- [SELECTED PASSAGE]:
◆ ◆ ◆

# Relaxing some assumptions from the “high variance strategies” post

Advance warning: This is a very boring post.

In my last post I outlined a ludicrously over-simplified model for why you might want to consider high variance strategies.

I’ve been thinking over some of the modelling assumptions and wondering whether it could be made a bit less over-simplified. The only ones that are obviously easy to weaken are the assumptions on the distribution shape.

Here’s an example that shows you need some assumptions on the distribution shape. Consider a standard distribution $$Z$$ with $$P(Z = 1) = P(Z = -1) = \frac{1}{2}$$ and suppose we can choose strategies of the form $$\mu + \sigma Z$$. Note that $$E(Z) = 0$$ and $$\mathrm{Var}(Z) = 1$$ so these really are the mean and standard deviation of our distributions.

But $$E(\max\limits_{1 \leq k \leq n} Z_i) = 1 (1 – 2^{-n}) – 2^{-n} = 1 – 2^{1 – n}$$ (because the maximum takes the value $$-1$$ only if all of the individual values are $$-1$$, which happens with probability $$2^{-n}$$). So $$E(\max\limits_{1 \leq k \leq n} \mu + \sigma Z_i) = \mu + (1 – 2^{1 – n} \sigma$$. $$1 – 2^{1 – n} < 1$$, so you’re always better off raising $$\mu$$ rather than $$\sigma$$.

The interesting feature of this example is that $$P(X_k \leq \mu + \sigma) = 1$$. If this happens then it will always be the case that $$E(\mathrm{max}(X_k) ) \leq \mu + \sigma$$ so there’s no real benefit to raising $$\sigma$$ instead of $$\mu$$ (note: It’s conceivable that there’s some complicated dependency on $$\mu$$ as a parameter, but I’m just going to assume that $$\mu$$ is purely positional and not worry about that).

◆ ◆ ◆

- [RECORDS SUPPLIED]:

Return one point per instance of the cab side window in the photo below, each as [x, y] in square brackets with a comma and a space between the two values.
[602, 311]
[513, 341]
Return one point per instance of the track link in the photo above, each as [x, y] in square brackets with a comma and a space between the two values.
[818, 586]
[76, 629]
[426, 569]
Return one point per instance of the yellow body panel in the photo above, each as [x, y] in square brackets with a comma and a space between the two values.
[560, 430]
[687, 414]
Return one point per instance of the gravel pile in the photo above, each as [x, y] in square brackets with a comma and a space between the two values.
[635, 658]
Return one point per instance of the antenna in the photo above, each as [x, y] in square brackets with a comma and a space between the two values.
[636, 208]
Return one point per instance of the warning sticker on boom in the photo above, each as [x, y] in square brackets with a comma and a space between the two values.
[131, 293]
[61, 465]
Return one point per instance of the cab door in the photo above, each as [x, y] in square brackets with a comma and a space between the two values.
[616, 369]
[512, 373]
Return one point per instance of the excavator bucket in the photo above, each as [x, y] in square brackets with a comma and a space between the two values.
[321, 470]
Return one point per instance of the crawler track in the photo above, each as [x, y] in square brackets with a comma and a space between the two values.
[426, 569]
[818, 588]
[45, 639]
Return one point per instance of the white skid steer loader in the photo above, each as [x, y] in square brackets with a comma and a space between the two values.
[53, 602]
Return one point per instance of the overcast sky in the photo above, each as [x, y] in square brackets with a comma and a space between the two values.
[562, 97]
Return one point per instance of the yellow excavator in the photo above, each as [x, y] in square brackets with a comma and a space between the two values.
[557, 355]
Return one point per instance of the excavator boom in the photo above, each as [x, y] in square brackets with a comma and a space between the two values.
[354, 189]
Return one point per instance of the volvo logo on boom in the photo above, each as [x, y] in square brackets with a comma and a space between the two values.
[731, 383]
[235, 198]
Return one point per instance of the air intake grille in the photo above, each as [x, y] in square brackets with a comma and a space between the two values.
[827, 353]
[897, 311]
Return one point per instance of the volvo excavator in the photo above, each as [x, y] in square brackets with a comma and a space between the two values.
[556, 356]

◆ ◆ ◆

Translate into French this sentence from the post on high variance strategies: "In my last post I outlined a ludicrously over-simplified model for why you might want to consider high variance strategies."

- [SOLUTION FOR THIS PROBLEM]: Dans mon dernier billet, j'ai esquissé un modèle d'une simplicité absurde pour expliquer pourquoi vous pourriez vouloir envisager des stratégies à forte variance.